## Supplied data
┌──

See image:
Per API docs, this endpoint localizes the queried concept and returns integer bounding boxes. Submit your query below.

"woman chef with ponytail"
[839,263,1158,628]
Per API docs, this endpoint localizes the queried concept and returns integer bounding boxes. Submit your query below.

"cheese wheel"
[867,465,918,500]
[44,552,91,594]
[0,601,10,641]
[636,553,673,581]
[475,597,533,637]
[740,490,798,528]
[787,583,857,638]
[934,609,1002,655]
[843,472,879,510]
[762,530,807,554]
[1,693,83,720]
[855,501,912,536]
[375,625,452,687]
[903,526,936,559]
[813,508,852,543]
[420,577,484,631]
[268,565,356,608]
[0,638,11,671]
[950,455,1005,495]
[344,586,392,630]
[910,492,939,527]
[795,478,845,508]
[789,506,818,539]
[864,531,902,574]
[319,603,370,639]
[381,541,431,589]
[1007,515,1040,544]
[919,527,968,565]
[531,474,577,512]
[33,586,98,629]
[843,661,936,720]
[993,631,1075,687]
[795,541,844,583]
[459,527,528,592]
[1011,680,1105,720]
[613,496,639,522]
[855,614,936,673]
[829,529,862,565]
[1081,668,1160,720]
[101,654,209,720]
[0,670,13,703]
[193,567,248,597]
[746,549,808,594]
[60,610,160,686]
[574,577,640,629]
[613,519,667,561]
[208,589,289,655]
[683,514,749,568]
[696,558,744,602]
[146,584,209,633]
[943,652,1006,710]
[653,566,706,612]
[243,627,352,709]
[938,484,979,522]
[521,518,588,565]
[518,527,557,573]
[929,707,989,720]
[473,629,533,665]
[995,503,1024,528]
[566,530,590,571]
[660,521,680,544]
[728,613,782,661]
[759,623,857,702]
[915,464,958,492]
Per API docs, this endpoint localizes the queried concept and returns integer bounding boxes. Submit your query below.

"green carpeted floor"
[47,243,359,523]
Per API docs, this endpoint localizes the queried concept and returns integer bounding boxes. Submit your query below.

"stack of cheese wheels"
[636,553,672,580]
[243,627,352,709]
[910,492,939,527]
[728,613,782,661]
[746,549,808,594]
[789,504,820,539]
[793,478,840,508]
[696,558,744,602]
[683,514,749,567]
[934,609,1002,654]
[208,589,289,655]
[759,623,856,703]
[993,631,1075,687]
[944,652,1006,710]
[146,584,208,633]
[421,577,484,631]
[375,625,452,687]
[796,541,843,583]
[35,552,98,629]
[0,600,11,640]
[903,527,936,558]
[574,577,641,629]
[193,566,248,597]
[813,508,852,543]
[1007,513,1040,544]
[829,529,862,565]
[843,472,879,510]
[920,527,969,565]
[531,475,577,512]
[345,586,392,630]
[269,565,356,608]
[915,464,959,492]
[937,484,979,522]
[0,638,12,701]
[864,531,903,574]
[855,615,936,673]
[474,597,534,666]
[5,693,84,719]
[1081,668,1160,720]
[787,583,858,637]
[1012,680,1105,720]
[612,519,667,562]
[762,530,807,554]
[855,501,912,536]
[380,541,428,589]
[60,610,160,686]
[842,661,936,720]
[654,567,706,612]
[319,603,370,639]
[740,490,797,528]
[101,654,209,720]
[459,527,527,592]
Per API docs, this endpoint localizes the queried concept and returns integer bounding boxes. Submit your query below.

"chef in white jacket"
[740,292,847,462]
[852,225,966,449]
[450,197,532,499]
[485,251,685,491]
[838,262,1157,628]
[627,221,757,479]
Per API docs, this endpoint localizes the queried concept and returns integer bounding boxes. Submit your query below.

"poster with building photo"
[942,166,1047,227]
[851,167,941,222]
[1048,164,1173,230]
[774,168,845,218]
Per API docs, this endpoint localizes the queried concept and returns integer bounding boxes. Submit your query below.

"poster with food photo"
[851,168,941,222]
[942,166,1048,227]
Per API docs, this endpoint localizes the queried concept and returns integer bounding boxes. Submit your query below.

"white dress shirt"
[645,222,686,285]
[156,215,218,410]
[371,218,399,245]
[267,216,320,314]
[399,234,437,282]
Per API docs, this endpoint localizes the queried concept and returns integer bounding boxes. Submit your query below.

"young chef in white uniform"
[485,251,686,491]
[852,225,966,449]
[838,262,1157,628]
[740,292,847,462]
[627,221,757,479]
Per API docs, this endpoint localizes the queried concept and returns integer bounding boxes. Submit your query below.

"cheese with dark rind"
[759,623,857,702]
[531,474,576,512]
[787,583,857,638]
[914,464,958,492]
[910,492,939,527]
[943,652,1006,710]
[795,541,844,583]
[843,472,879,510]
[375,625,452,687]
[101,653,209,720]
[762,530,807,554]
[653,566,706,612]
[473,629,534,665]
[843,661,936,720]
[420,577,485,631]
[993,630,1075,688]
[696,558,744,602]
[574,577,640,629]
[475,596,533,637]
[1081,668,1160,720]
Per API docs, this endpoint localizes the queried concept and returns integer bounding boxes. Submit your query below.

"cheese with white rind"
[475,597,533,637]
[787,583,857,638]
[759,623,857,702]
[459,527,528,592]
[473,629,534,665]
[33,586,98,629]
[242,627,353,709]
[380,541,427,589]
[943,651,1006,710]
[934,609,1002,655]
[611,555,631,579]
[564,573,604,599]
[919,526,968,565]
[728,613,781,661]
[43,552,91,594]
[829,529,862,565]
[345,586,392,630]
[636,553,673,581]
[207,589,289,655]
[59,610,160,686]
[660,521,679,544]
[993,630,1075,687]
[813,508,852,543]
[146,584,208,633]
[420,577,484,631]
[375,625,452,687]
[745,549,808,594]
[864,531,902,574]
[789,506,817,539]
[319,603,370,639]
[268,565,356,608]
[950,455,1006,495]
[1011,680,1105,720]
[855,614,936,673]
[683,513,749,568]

└──

## Problem requirements
Using the listing above, transcribe every entry exactly.

## Response
See image:
Per API docs, this endpoint localizes the queried concept and returns integer bounding boxes. Submit your query below.

"woman chef with ponytail"
[839,263,1158,628]
Per API docs, this endpoint localizes the queried concept and returns integer bounding boxes. Submit your query below.

"cheese wheel"
[867,465,918,500]
[44,552,91,594]
[0,601,10,641]
[636,553,673,581]
[475,597,533,637]
[740,490,798,528]
[787,583,857,638]
[934,609,1002,655]
[843,472,879,510]
[762,530,807,554]
[1,693,83,720]
[855,501,912,536]
[375,625,452,687]
[903,526,936,559]
[813,508,852,543]
[420,577,484,631]
[268,565,356,608]
[0,638,11,671]
[950,455,1005,495]
[344,586,392,630]
[910,492,939,527]
[795,478,845,508]
[789,506,818,539]
[864,531,902,574]
[319,603,370,639]
[381,541,431,589]
[1007,515,1040,544]
[919,527,968,565]
[531,474,577,512]
[33,586,98,629]
[843,661,936,720]
[993,631,1075,687]
[795,541,844,583]
[459,527,528,592]
[1011,680,1105,720]
[613,496,639,522]
[855,614,936,673]
[829,529,862,565]
[1081,668,1160,720]
[101,654,209,720]
[0,670,13,703]
[193,567,248,597]
[746,549,808,594]
[60,610,160,686]
[574,577,640,629]
[613,519,667,561]
[208,589,289,655]
[683,514,749,568]
[696,558,744,602]
[146,584,209,633]
[943,652,1006,710]
[653,566,706,612]
[243,627,352,709]
[938,484,979,522]
[521,518,588,565]
[518,527,557,573]
[929,707,989,720]
[473,629,533,665]
[995,503,1024,528]
[566,530,590,571]
[660,521,680,544]
[728,613,782,661]
[759,623,857,702]
[915,464,958,492]
Per API docs, this endpoint localizes the queried concept and returns integer bounding boxes. Submit your query below.

"green carpeted floor"
[47,243,359,523]
Per API docs, this endpoint localizes the queried concept and returns integer bounding boxes. Submit your query below.

"stack of cheese wheels"
[636,553,672,580]
[243,627,352,709]
[910,492,939,527]
[728,613,782,661]
[746,549,808,594]
[789,504,820,539]
[793,478,840,508]
[696,558,744,602]
[683,514,749,567]
[934,609,1002,654]
[208,589,289,655]
[759,623,856,703]
[993,631,1075,687]
[944,652,1006,710]
[146,584,208,633]
[421,577,484,631]
[375,625,452,687]
[796,541,843,583]
[35,552,98,629]
[0,600,11,640]
[903,527,936,558]
[574,577,641,629]
[193,566,248,597]
[813,508,852,543]
[1007,513,1040,544]
[829,529,862,565]
[843,472,879,510]
[920,527,969,565]
[531,475,577,512]
[345,586,392,630]
[269,565,356,608]
[915,464,959,492]
[937,484,979,522]
[0,638,12,701]
[864,531,903,574]
[855,615,936,673]
[474,597,534,666]
[5,693,84,719]
[1081,668,1160,720]
[787,583,858,637]
[1012,680,1105,720]
[612,519,667,562]
[762,530,807,554]
[855,501,912,536]
[380,541,428,589]
[60,610,160,686]
[842,661,936,720]
[654,567,706,612]
[319,603,370,639]
[740,490,797,528]
[101,654,209,720]
[459,527,527,592]
Per API docs, this endpoint localizes the queried concept and returns integer bounding boxes. Submit your query below.

"chef in white jacket"
[740,292,847,462]
[852,225,966,449]
[450,197,532,499]
[485,251,685,491]
[838,262,1157,628]
[627,221,757,479]
Per API docs, this endpoint localizes the queried concept and returns integer bounding boxes. Submit your query below.

"poster with building photo"
[942,166,1047,227]
[851,167,941,222]
[1048,164,1173,230]
[774,168,845,218]
Per API docs, this endpoint localizes the queried concept and returns integer bounding boxes. Submit your query below.

"poster with food photo"
[851,168,941,222]
[942,166,1048,227]
Per API docs, this endpoint localizes the queried concept and returns integer bounding boxes. Submit your query below.

"white dress shirt"
[645,222,686,285]
[156,215,218,410]
[371,218,399,245]
[267,216,320,314]
[399,234,437,282]
Per API docs, this endpoint localizes the queried concept and returns integer bounding boxes. Submit your query below.

"young chef in white uniform"
[485,251,686,491]
[852,225,966,449]
[838,262,1157,628]
[740,292,847,462]
[627,221,757,479]
Per API docs, this endpoint localizes the queried concept and returns integer bounding boxes. Submit your query below.

"cheese with dark rind"
[759,623,857,702]
[531,474,576,512]
[787,583,857,638]
[914,464,958,492]
[910,492,939,527]
[943,652,1006,710]
[795,541,844,583]
[843,472,879,510]
[375,625,452,687]
[101,653,209,720]
[762,530,807,554]
[653,566,706,612]
[473,629,534,665]
[843,661,936,720]
[420,577,485,631]
[993,630,1075,688]
[696,558,744,602]
[574,577,640,629]
[475,596,533,637]
[1081,668,1160,720]
Per API docs, this endpoint localizes the queried concept and returns integer bounding boxes. Submit your query below.

"cheese with white rind"
[475,597,533,637]
[787,583,857,638]
[759,623,857,702]
[459,527,528,592]
[473,629,534,665]
[33,586,98,629]
[242,627,353,709]
[380,541,427,589]
[943,651,1006,710]
[934,609,1002,655]
[611,555,631,579]
[564,573,604,599]
[919,526,968,565]
[728,613,781,661]
[43,552,91,594]
[829,529,862,565]
[345,586,392,630]
[636,553,673,581]
[207,589,289,655]
[59,610,160,686]
[660,521,679,544]
[993,630,1075,687]
[813,508,852,543]
[146,584,208,633]
[420,577,484,631]
[375,625,452,687]
[745,549,808,594]
[864,531,902,574]
[789,506,817,539]
[319,603,370,639]
[268,565,356,608]
[950,455,1006,495]
[1011,680,1105,720]
[855,614,936,673]
[683,513,749,568]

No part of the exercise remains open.